*** Opening PAGE EXCERPT ***
Restrictions have recently increased for the provision of proton pump inhibitors (PPIs) on the Pharmaceutical Benefits Scheme (PBS). The following changes were implemented on 1st May 2019:

  • Standard dose PPIs changed from restricted benefit to streamlined authority required;
  • Esomeprazole 40mg (30 tablets/capsules + one repeat) changed from restricted benefit to telephone authority required;
  • Esomeprazole 40mg requires a trial of standard dose PPI prior to initiation;
  • Standard dose PPIs with five repeats prescribed for the long-term maintenance of gastro-oesophageal reflux disease (GORD) may only be used in patients inadequately controlled with a low dose PPI;
  • All peptic ulcer indications require Helicobacter pylori testing or failure of eradication therapy prior to initiation of a standard dose PPI; and
  • A new clinical indication of initial and short-term maintenance treatment of symptomatic GORD has been added for standard dose PPIs with one repeat.

The terminology used has also been made consistent with the Therapeutic Guidelines: Gastrointestinal. Standard dose PPI therapy now refers to 20mg esomeprazole, omeprazole, and rabeprazole; 30mg lansoprazole; or 40mg pantoprazole. Esomeprazole contained in combination packs (e.g. Nexium® Hp7®) for the eradication of H. pylori remain a restricted benefit. No PPI medicines have been removed from the PBS in this latest update.

The new restrictions were made following the recommendations of the Pharmaceutical Benefits Advisory Committee (PBAC). The PBAC agreed that PPIs appear to be overprescribed in Australia and used for excessively long periods, particularly in older people. Four out of the five PPIs available in Australia have consistently appeared in the list of top 50 medications dispensed on the PBS each year over the last decade. A review also found that standard dose and high dose PPIs made up 95% of all PPI prescriptions dispensed under the PBS between 2013 and 2016. Increased restrictions are expected to reduce PBS expenditure on this medication class while also improving the quality use of medicines.

There were a number of tighter restrictions proposed that the PBAC did not adopt. This included the requirement for erosive oesophagitis to be confirmed by endoscopy and the requirement for a gastroenterologist to prescribe PPIs for scleroderma oesophagus, erosive oesophagitis, and all hypersecretory indications. However, if the current restrictions do not change utilisation patterns at the two-year review, these additional restrictions may be reconsidered.
*** Closing PAGE EXCERPT ***
*** Opening DATA FOR ANALYSIS ***
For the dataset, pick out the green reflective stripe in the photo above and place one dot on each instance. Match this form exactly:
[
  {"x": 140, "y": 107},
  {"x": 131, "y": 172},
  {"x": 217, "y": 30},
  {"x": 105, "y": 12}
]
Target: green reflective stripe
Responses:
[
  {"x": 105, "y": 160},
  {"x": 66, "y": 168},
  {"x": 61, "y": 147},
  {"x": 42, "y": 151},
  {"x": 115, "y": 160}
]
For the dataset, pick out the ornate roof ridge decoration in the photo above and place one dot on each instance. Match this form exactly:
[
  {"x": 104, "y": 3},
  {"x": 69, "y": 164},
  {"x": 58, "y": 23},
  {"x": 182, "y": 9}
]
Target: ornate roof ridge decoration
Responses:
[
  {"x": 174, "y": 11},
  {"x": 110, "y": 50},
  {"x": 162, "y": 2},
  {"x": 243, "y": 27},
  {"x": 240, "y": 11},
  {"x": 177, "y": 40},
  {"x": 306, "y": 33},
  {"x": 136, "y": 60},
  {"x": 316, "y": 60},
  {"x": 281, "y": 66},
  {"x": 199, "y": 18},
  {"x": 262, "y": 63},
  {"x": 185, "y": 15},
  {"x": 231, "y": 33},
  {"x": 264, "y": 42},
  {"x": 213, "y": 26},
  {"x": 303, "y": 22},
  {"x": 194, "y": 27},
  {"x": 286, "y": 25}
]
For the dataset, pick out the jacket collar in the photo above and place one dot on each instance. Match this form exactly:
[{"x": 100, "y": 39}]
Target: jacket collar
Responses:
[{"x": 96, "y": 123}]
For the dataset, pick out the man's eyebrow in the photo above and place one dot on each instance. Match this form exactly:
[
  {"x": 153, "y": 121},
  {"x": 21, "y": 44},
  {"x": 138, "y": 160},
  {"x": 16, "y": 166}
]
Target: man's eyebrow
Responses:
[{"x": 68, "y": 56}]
*** Closing DATA FOR ANALYSIS ***
_WHAT THE TASK REQUIRES_
Please quote the text on PPI restrictions above from "The terminology used" to "this latest update.".

_ANSWER_
The terminology used has also been made consistent with the Therapeutic Guidelines: Gastrointestinal. Standard dose PPI therapy now refers to 20mg esomeprazole, omeprazole, and rabeprazole; 30mg lansoprazole; or 40mg pantoprazole. Esomeprazole contained in combination packs (e.g. Nexium® Hp7®) for the eradication of H. pylori remain a restricted benefit. No PPI medicines have been removed from the PBS in this latest update.